* Provided data:
++++++++++
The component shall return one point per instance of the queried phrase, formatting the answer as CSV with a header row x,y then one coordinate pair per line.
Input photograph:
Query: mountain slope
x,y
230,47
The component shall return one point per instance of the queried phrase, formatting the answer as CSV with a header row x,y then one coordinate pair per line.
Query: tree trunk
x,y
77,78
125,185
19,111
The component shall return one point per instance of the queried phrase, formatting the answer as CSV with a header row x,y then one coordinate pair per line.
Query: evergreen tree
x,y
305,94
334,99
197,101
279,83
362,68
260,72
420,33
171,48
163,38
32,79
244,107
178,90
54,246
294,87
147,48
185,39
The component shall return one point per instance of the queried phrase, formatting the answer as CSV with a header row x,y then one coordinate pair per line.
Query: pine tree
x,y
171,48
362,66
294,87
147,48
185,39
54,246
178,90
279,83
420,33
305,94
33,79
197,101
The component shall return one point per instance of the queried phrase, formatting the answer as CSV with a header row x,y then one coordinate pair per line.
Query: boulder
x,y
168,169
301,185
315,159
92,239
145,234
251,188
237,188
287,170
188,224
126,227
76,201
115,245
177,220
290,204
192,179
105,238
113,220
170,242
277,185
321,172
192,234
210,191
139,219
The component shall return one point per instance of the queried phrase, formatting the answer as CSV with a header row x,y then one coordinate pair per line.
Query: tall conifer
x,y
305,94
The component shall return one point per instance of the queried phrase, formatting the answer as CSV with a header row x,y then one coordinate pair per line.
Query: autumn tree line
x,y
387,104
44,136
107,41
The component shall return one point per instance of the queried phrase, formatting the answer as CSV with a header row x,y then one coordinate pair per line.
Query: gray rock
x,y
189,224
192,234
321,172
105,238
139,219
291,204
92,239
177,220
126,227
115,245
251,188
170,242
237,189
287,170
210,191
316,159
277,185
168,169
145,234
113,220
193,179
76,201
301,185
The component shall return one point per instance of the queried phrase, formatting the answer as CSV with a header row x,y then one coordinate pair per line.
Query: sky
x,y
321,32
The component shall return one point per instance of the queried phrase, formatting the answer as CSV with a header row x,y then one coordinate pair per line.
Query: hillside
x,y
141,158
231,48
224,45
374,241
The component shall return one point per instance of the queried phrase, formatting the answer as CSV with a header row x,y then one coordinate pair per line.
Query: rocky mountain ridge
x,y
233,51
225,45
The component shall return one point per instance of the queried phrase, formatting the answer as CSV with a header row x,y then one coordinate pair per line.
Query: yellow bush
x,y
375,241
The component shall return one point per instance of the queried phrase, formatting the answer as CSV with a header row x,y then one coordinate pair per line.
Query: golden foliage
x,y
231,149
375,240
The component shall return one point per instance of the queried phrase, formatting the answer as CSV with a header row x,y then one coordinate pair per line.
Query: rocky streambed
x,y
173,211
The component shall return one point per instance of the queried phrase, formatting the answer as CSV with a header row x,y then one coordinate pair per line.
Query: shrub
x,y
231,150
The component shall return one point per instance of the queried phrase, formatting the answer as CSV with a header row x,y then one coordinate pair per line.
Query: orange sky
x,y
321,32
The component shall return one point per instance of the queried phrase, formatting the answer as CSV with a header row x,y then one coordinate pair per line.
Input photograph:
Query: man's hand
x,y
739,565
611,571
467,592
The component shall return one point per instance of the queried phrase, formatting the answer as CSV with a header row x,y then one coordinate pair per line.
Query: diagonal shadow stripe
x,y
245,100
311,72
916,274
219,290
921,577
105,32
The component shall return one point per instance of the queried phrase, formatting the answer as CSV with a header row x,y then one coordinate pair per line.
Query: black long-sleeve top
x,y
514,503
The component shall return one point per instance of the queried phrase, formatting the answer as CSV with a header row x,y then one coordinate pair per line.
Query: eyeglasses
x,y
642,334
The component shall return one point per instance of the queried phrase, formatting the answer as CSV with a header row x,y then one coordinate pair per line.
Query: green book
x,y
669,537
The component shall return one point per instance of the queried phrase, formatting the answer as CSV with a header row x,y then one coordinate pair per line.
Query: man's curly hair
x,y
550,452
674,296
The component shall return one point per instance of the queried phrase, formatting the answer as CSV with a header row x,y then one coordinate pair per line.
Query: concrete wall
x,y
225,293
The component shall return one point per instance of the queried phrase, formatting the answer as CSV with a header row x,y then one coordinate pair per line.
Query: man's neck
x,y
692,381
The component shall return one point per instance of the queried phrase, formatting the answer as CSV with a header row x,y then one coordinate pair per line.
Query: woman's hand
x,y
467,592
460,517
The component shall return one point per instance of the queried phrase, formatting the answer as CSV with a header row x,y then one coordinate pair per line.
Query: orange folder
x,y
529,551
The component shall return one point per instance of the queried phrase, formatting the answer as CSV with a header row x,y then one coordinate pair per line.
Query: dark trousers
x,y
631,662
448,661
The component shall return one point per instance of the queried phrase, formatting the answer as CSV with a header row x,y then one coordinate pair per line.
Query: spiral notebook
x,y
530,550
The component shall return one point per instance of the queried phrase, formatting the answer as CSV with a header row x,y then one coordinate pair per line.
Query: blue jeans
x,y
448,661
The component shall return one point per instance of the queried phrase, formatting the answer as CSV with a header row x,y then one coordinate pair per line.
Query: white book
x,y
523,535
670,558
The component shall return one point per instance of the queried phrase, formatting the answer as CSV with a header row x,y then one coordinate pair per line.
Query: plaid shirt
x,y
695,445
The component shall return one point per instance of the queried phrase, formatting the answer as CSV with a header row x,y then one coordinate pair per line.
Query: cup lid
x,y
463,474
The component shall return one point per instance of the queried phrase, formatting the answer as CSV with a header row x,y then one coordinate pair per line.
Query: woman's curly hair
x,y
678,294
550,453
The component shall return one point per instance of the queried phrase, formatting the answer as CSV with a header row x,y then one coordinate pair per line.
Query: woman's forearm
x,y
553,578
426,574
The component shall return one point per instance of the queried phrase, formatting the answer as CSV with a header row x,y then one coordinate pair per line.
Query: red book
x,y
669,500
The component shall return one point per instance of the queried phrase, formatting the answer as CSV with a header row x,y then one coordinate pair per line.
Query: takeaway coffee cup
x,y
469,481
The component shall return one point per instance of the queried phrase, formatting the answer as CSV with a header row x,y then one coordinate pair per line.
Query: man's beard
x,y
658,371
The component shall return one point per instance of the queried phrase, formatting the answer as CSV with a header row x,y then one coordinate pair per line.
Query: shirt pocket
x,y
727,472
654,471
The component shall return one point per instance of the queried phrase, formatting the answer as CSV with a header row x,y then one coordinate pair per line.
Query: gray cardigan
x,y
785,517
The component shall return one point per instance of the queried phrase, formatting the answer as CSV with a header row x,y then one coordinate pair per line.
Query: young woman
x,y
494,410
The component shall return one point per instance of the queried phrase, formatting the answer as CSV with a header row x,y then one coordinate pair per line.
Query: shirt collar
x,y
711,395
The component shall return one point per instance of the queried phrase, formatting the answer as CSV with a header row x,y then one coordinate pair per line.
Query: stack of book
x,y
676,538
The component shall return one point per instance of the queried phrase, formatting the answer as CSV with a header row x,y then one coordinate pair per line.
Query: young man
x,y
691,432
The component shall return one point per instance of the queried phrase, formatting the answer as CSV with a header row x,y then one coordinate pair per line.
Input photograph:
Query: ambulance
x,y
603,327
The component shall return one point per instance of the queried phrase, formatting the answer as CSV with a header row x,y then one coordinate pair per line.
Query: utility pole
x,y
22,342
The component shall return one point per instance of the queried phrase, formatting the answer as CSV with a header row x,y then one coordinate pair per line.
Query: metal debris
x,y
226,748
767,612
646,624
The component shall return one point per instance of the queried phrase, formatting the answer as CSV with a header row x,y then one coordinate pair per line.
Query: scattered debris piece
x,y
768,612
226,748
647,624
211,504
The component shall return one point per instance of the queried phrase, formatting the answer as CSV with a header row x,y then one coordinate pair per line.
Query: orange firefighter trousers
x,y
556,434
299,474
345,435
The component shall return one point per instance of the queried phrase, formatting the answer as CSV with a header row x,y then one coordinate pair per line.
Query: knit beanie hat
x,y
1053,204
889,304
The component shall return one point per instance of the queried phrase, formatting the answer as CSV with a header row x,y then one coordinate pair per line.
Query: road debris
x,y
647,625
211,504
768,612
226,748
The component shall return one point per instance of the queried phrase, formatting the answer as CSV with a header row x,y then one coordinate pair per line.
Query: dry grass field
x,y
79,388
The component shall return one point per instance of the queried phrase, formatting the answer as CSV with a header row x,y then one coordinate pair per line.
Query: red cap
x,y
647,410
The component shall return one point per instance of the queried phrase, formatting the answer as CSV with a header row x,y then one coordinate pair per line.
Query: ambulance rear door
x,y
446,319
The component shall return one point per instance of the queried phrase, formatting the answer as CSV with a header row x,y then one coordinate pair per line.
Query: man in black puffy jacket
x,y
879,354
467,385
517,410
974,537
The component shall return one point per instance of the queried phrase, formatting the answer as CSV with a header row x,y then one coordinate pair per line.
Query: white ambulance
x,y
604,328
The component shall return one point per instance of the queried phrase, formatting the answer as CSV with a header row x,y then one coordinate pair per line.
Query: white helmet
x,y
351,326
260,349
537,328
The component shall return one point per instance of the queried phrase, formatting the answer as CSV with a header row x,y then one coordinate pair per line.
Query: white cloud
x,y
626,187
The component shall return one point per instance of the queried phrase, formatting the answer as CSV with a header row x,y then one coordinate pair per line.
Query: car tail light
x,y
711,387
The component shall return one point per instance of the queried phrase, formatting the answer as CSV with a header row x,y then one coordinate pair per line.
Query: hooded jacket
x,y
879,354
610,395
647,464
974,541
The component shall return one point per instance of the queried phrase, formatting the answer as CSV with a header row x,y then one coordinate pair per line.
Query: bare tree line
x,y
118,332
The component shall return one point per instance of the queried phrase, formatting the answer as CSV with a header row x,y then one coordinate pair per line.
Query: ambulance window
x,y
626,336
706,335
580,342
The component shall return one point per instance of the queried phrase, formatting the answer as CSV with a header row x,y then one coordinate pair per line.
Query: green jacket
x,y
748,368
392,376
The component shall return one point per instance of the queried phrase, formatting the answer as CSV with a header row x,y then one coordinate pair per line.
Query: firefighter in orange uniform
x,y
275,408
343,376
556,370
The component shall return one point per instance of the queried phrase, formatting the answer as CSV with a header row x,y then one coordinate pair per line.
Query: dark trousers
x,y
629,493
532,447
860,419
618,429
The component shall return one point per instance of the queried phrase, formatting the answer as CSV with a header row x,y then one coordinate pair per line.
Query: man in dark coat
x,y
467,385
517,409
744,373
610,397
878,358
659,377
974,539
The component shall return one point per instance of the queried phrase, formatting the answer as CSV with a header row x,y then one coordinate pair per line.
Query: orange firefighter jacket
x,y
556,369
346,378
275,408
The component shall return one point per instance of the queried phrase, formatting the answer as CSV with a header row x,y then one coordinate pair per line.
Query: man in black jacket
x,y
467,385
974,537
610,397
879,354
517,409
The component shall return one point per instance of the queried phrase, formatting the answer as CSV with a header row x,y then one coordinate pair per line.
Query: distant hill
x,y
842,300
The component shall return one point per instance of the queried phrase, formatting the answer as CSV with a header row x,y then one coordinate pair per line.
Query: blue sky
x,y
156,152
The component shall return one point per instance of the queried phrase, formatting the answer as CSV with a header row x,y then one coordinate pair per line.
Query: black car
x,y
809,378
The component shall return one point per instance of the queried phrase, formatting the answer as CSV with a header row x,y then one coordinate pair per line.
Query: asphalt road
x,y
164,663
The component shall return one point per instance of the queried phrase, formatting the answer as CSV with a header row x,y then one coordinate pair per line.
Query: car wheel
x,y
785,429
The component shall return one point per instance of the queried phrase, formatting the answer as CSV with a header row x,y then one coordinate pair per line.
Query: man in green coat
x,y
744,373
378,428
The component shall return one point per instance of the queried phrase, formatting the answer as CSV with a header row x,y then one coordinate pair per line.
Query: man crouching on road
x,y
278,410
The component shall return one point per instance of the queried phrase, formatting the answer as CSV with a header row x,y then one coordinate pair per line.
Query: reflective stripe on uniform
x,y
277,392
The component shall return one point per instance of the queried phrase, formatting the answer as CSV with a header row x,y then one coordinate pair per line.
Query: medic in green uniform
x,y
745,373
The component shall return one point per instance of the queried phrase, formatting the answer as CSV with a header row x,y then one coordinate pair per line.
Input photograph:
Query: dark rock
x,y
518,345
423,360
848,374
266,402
++++++++++
Report how many lines in the items above contain the string "uniform". Case counts. Give only the number.

* Full answer: 3